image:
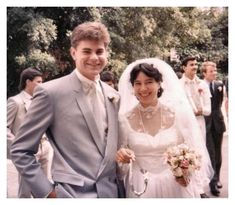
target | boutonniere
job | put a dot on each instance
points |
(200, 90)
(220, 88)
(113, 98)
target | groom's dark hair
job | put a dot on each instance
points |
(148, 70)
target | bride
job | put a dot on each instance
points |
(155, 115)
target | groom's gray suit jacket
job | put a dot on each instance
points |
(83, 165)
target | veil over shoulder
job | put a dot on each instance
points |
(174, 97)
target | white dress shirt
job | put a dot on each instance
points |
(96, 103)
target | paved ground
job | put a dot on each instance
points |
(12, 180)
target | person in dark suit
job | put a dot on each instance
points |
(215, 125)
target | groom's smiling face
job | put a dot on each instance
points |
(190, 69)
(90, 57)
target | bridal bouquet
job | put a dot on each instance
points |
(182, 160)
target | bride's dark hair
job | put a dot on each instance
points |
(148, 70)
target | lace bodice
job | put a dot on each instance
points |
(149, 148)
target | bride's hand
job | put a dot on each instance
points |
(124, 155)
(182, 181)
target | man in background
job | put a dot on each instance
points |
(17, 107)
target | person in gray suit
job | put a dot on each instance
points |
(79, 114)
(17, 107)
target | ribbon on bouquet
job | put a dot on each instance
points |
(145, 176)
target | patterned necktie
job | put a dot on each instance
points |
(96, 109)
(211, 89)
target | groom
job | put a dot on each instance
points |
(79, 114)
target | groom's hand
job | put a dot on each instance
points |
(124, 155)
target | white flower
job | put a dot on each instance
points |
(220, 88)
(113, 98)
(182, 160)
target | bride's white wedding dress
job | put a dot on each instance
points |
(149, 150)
* * *
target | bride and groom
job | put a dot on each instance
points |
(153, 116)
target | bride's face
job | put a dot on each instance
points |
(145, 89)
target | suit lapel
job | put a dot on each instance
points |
...
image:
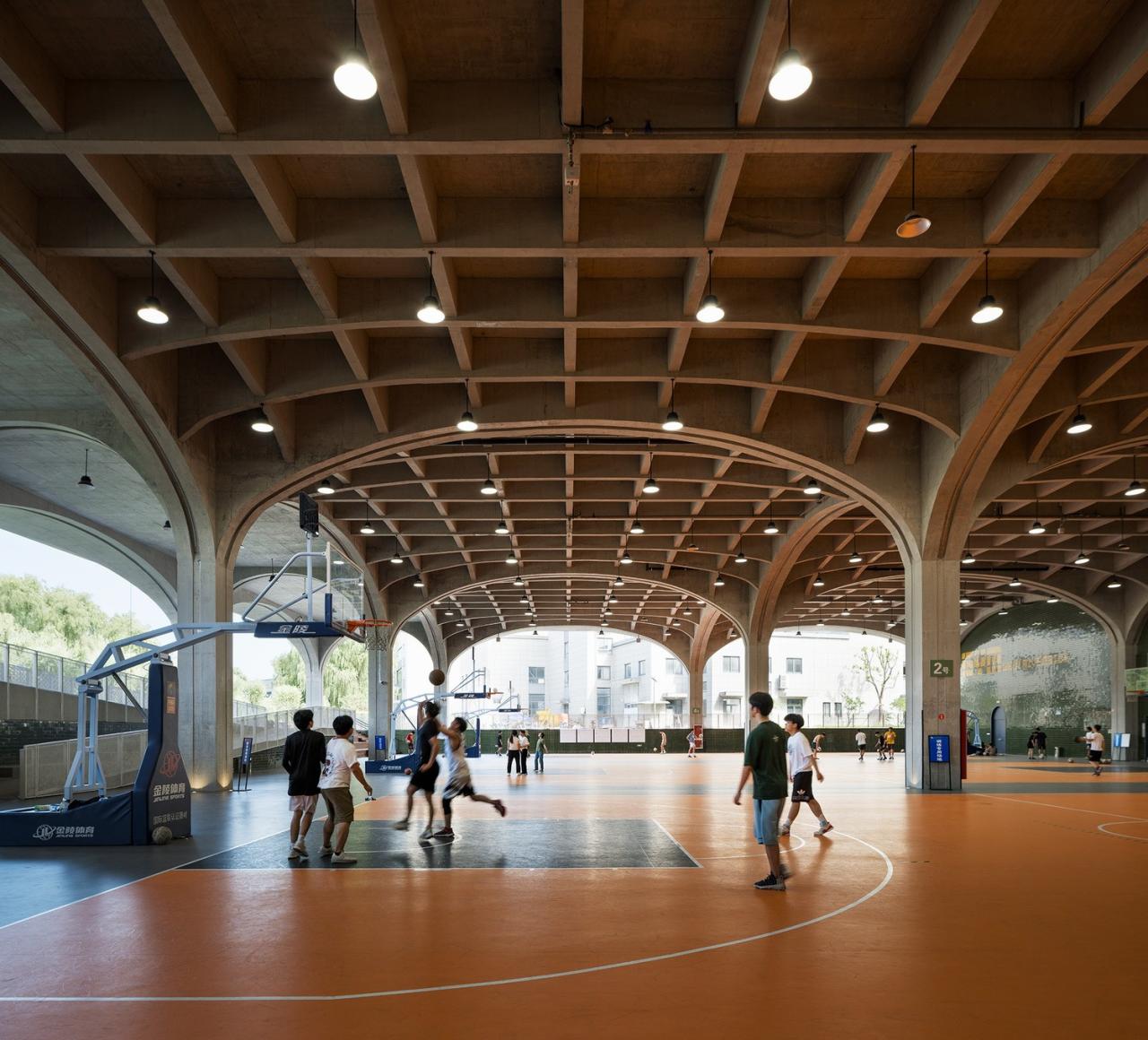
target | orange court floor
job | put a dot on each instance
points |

= Objective =
List every line of the material above that contains the string "dark". Case counts, so uppercase and lowercase letters are treated as different.

= Answer to the exercise =
target | groom's dark hair
target | person in dark suit
target | bride's dark hair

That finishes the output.